- _Objective_
Can you render the data below as a two-column Markdown table, with each nonblank line numbered under "Row" and its text under "Line", and blank lines left out?

- _Recorded data_
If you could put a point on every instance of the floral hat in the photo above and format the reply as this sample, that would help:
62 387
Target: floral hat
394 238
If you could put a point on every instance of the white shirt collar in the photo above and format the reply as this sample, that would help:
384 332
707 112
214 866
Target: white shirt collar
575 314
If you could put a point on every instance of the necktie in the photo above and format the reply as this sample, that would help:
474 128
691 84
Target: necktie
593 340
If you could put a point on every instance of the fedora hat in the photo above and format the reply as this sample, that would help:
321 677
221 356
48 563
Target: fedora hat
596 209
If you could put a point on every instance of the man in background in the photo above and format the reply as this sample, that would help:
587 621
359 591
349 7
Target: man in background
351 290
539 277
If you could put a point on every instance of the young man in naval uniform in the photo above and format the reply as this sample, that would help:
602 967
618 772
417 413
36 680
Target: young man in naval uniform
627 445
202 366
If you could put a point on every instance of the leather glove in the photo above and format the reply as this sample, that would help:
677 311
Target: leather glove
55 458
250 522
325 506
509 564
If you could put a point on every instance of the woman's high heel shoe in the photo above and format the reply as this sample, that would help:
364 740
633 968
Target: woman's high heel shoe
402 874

- _Written reply_
| Row | Line |
|---|---|
| 1 | If you could put a point on every instance of the floral hat in the photo above and format the reply as this sample, that would help: |
| 2 | 62 387 |
| 3 | Target: floral hat |
| 4 | 394 238 |
| 5 | If you could put a point on every instance of the white shirt collar in the photo above and format the reply as this sample, that would help: |
| 6 | 384 332 |
| 7 | 707 112 |
| 8 | 214 866 |
| 9 | Target: white shirt collar |
| 10 | 575 314 |
| 11 | If you could put a point on every instance of the necktie in the photo above and format the reply as this sample, that would help: |
| 12 | 474 128 |
| 13 | 691 84 |
| 14 | Target: necktie |
| 15 | 593 340 |
| 16 | If you could put a point on every instance of the fedora hat in the photo above and format the reply as this sample, that would help: |
| 17 | 321 677 |
| 18 | 221 356 |
| 19 | 48 563 |
| 20 | Target: fedora hat |
| 21 | 596 209 |
| 22 | If you could put a point on every instance of the man in background in the photo above and format the reply as this sample, that would help: |
| 23 | 587 621 |
| 24 | 359 591 |
| 25 | 349 7 |
| 26 | Target: man in background |
| 27 | 351 290 |
| 28 | 539 277 |
| 29 | If you could put a point on every instance of the young man in naval uniform in the photo above and format the reply as this sample, that would help: |
| 30 | 602 967 |
| 31 | 618 772 |
| 32 | 417 413 |
| 33 | 36 680 |
| 34 | Target: young man in naval uniform |
| 35 | 627 445 |
| 36 | 202 366 |
| 37 | If you could put a point on every instance of the leather glove in the photo above and format the reply as this sample, that would help: |
| 38 | 677 311 |
| 39 | Target: leather glove |
| 40 | 55 458 |
| 41 | 250 522 |
| 42 | 325 506 |
| 43 | 509 564 |
| 44 | If you could put a point on every instance of the woman's high heel shoe in the photo above and format the reply as this sample, that would help: |
| 45 | 364 740 |
| 46 | 633 968 |
| 47 | Target: woman's high heel shoe |
| 48 | 402 874 |